◆ Problem
Can you restate the records below word for word?

◆ Records for the exercise
BEGIN
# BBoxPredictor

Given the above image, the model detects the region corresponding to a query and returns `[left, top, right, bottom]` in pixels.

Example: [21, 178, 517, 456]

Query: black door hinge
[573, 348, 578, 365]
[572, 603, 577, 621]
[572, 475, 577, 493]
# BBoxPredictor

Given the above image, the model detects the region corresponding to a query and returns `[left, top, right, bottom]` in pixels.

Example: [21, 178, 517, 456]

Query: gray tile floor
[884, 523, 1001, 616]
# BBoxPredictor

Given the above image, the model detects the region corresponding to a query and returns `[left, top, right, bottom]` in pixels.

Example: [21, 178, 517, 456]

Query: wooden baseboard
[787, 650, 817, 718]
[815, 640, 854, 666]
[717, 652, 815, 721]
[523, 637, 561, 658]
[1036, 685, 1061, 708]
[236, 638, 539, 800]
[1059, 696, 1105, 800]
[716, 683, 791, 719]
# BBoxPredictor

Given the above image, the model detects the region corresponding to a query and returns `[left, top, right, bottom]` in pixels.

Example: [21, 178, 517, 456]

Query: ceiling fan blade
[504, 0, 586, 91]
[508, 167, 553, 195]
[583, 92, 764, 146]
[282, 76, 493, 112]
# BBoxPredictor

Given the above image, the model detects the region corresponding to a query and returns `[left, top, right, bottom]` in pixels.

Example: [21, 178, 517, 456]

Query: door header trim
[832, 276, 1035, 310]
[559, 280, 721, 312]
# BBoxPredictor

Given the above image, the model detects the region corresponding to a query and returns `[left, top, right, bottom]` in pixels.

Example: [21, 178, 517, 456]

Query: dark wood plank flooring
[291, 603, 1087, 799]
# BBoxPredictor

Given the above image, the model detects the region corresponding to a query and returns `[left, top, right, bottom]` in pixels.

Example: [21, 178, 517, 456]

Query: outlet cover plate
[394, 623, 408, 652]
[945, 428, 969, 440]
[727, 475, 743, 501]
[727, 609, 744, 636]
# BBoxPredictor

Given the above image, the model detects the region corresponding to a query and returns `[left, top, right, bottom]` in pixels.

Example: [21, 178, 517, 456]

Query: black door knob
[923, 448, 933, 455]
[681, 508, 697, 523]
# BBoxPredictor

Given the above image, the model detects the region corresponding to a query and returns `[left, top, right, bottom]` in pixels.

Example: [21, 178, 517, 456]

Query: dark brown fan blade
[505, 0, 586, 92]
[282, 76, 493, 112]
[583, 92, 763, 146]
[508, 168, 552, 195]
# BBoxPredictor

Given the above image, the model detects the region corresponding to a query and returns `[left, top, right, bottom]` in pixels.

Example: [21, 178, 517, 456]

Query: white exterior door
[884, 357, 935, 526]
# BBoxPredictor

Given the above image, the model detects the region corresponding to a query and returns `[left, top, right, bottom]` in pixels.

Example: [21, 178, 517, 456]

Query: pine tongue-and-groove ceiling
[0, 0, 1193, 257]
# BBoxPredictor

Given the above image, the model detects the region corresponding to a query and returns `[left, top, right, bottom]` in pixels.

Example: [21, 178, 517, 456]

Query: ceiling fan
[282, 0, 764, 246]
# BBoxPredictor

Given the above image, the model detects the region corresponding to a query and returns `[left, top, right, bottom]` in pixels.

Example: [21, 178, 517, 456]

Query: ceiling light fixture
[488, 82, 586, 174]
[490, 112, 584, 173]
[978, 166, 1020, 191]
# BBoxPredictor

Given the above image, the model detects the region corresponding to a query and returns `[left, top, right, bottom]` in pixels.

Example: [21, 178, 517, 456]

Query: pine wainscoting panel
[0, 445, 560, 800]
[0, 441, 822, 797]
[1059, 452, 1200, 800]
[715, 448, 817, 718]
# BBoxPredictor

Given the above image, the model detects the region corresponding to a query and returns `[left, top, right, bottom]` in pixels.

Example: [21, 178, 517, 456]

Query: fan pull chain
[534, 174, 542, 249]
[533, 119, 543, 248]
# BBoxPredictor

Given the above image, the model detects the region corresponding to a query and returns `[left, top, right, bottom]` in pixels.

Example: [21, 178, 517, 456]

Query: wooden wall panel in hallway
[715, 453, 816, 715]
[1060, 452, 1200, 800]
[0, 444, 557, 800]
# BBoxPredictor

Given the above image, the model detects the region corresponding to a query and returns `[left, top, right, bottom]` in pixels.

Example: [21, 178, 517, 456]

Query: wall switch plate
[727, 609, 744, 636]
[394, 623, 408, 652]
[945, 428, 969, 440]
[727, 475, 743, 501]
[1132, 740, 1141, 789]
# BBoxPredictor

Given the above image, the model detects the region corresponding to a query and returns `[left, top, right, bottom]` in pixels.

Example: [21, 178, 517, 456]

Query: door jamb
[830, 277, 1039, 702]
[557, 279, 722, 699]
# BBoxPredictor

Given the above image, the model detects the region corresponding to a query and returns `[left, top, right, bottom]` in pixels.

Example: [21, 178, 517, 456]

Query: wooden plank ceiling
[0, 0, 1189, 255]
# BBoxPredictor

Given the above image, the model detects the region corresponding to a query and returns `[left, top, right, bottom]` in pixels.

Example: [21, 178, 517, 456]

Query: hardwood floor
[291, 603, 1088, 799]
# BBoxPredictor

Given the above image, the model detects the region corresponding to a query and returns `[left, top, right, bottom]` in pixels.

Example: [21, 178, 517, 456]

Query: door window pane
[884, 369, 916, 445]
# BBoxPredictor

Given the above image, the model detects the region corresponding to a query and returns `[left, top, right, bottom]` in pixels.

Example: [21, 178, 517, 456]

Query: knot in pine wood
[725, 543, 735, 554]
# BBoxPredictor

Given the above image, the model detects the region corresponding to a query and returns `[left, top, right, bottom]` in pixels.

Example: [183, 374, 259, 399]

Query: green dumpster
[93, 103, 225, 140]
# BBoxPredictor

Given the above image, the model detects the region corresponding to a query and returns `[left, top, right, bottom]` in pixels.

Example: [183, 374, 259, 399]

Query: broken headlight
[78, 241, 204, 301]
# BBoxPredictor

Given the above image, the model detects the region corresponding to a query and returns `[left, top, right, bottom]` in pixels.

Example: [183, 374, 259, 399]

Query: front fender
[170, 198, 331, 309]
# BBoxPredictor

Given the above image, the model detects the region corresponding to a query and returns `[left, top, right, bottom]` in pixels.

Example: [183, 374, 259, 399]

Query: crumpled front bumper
END
◆ Output for this task
# BBoxPredictor

Given the above image, the model detects the region corresponding to a query and returns `[left, top, right, bottom]` in pixels.

Example: [21, 178, 517, 456]

Query: black door hinge
[573, 348, 578, 365]
[572, 603, 577, 621]
[572, 475, 577, 493]
# BBoxPredictor

Given the above image, the model detects the region corresponding to a query and returns `[left, top, right, bottom]` in pixels.

Example: [21, 178, 517, 456]

Query: gray tile floor
[884, 523, 1001, 616]
# BBoxPredictor

Given the above image, the model detects the region corresponding to a query and returns `[left, top, right, bottom]` in pixels.

Example: [21, 178, 517, 456]

Query: wooden baseboard
[787, 650, 817, 718]
[815, 640, 854, 666]
[717, 652, 815, 721]
[523, 637, 561, 658]
[1036, 685, 1061, 708]
[236, 638, 539, 800]
[1059, 696, 1105, 800]
[716, 683, 791, 719]
# BBoxPredictor

Given the above image, the model detects the region corresponding to a query and returns `[left, top, right, bottom]` in pixels.

Example: [21, 178, 517, 456]

Query: ceiling fan blade
[504, 0, 586, 91]
[508, 167, 553, 195]
[583, 92, 764, 146]
[282, 76, 493, 112]
# BBoxPredictor

Given the above image, the model detects the region corresponding to a query and returns `[left, top, right, bottom]` in pixels.

Example: [21, 178, 517, 456]

Query: door header trim
[832, 276, 1035, 310]
[559, 280, 721, 312]
# BBoxPredictor

Given the above image, the model detects the region corresponding to a query and returns `[left, top, right, bottom]` in pixels.

Example: [21, 178, 517, 456]

Query: dark wood plank flooring
[291, 603, 1087, 799]
# BBoxPredictor

Given the above image, the model detects the region corresponding to a query and returns `[left, top, right, bottom]` in pixels.

Example: [21, 178, 517, 456]

Query: outlet cover plate
[394, 623, 408, 652]
[945, 428, 969, 440]
[727, 475, 743, 501]
[727, 609, 744, 636]
# BBoxPredictor

Given the above image, the model detects the region corresponding to a query and returns `[left, top, right, bottom]` in pixels.

Example: [21, 178, 517, 456]

Query: black door knob
[923, 448, 933, 455]
[681, 508, 697, 523]
# BBoxPredictor

Given the above image, the model detects the region corresponding to a query and returns `[left, top, right, bottom]` in pixels.

Example: [21, 178, 517, 456]

Query: dark brown fan blade
[505, 0, 586, 92]
[282, 76, 493, 112]
[583, 92, 763, 146]
[508, 168, 552, 195]
# BBoxPredictor

Given the above image, the model detects the region corresponding to a query and returns `[left, top, right, bottom]` in pixels.

Example: [21, 178, 517, 456]

Query: white exterior door
[884, 357, 935, 526]
# BBoxPredictor

Given the above image, the model detects the region corresponding to a query and returns `[left, top, right, bottom]` in pixels.

Example: [21, 178, 517, 456]

Query: pine tongue-and-groove ceiling
[0, 0, 1193, 257]
# BBoxPredictor

Given the above image, the model detects the region corresponding to a query and returns `[left, top, right, bottom]` in pixels.

Example: [21, 178, 517, 456]

Query: ceiling fan
[282, 0, 764, 246]
# BBoxPredictor

Given the above image, the model detects the region corresponding to a query and returns `[left, top, right, bottom]` in pixels.

Example: [21, 178, 517, 456]

Query: ceiling light fixture
[488, 82, 586, 174]
[490, 112, 584, 173]
[978, 166, 1020, 191]
# BBoxPredictor

Given the above image, the model detects the region corresponding to a query and returns `[left, top, right, bottom]` in pixels.

Example: [21, 178, 517, 456]

Query: pine wainscoting panel
[0, 445, 560, 800]
[0, 441, 822, 797]
[1059, 452, 1200, 800]
[715, 448, 817, 718]
# BBoxPredictor

Given the above image, the model detects the region corresponding to a query and returns `[left, top, right, bottom]` in pixels.

Example: [21, 178, 517, 456]

Query: fan pull chain
[534, 174, 542, 249]
[533, 119, 543, 248]
# BBoxPredictor

Given the above image, the model detects the region corresponding to a query and returns `[left, top, right, bottom]` in pixels.

Example: [21, 178, 517, 456]

Query: wooden wall panel in hallway
[715, 453, 816, 715]
[1060, 452, 1200, 800]
[0, 444, 557, 800]
# BBoxPredictor

Given the above image, the model detects the region corresponding to a query and returns `[left, top, right, bottom]` in pixels.

Example: [21, 178, 517, 456]

Query: wall switch plate
[727, 609, 744, 636]
[394, 623, 408, 652]
[945, 428, 969, 440]
[727, 475, 743, 501]
[1132, 740, 1141, 789]
# BBoxPredictor

Given the above image, the model detects the region corresponding to a query and returns `[left, top, right, bottom]` in pixels.

Example: [21, 178, 517, 456]

Query: door jamb
[830, 277, 1039, 702]
[557, 279, 722, 699]
# BBoxPredictor

Given the above image, the model detects the region corresponding to a query and returns `[left, top, right, bottom]` in pixels.

Example: [21, 178, 517, 456]

Query: wooden plank ceiling
[0, 0, 1189, 255]
# BBoxPredictor

Given the above image, the model detects the region corresponding to a query and returns `[left, top, right, bottom]` in pixels.

Example: [21, 178, 517, 456]

Query: hardwood floor
[291, 603, 1088, 799]
# BBoxPredictor

Given the above image, the model detects the region corresponding to a query and returns `[left, top, right, bottom]` in pixels.

Example: [21, 178, 517, 456]

Query: door window pane
[884, 369, 916, 445]
# BBoxPredictor

Given the above image, the model detects the region corresponding to a query and returns `[left, top, right, bottom]` in pixels.

Example: [21, 178, 517, 456]

Query: knot in pine wood
[725, 543, 735, 554]
# BBoxPredictor

Given the above image, the model detects the region corresponding to a query and returns `[left, top, right, bottom]` in pixels.

Example: [183, 374, 259, 399]

Query: green dumpster
[93, 103, 225, 140]
# BBoxPredictor

Given the above image, the model detects the region corresponding to a query and returns `[left, top, right, bottom]` in pixels.

Example: [183, 374, 259, 399]

Query: broken headlight
[78, 241, 204, 301]
# BBoxPredictor

Given the above image, the model detects the region corresponding to a query and returns `[left, top, right, bottom]` in pixels.

Example: [183, 374, 259, 399]

Query: front fender
[170, 198, 331, 309]
# BBoxPredictor

Given the above image, the model detects the region corresponding to a query and returns `[left, top, right, bottom]` in pixels.

Example: [183, 374, 259, 399]

Query: crumpled front bumper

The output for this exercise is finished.